- _To do_: Start to finish, return the listing below exactly, pictures excluded.

- _Recorded data_:

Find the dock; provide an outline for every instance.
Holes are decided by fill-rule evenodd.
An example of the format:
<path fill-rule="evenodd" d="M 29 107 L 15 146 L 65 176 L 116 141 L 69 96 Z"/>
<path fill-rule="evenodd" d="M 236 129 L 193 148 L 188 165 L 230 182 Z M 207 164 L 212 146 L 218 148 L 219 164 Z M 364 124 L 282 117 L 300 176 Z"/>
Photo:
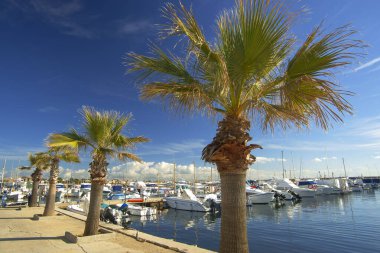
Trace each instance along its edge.
<path fill-rule="evenodd" d="M 104 222 L 100 222 L 100 228 L 109 231 L 108 234 L 80 237 L 86 216 L 57 206 L 57 215 L 33 219 L 35 214 L 42 212 L 43 207 L 0 210 L 0 227 L 3 228 L 0 230 L 0 252 L 212 252 Z M 73 242 L 68 235 L 78 235 L 80 240 Z"/>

- _Reply_:
Find the dock; provide an outline for every instance.
Holes are decided by fill-rule evenodd.
An example of the format:
<path fill-rule="evenodd" d="M 29 107 L 15 146 L 65 176 L 116 141 L 69 96 Z"/>
<path fill-rule="evenodd" d="M 236 129 L 193 148 L 188 165 L 230 182 Z M 207 164 L 212 146 L 218 148 L 219 164 Z M 364 124 L 282 117 L 300 176 Z"/>
Photo:
Trace each instance along its edge.
<path fill-rule="evenodd" d="M 104 222 L 100 222 L 100 228 L 109 231 L 108 234 L 80 237 L 86 216 L 57 206 L 57 215 L 33 219 L 35 214 L 42 212 L 43 207 L 0 210 L 0 227 L 3 228 L 0 230 L 0 252 L 212 252 Z M 73 242 L 68 235 L 78 235 L 80 240 Z"/>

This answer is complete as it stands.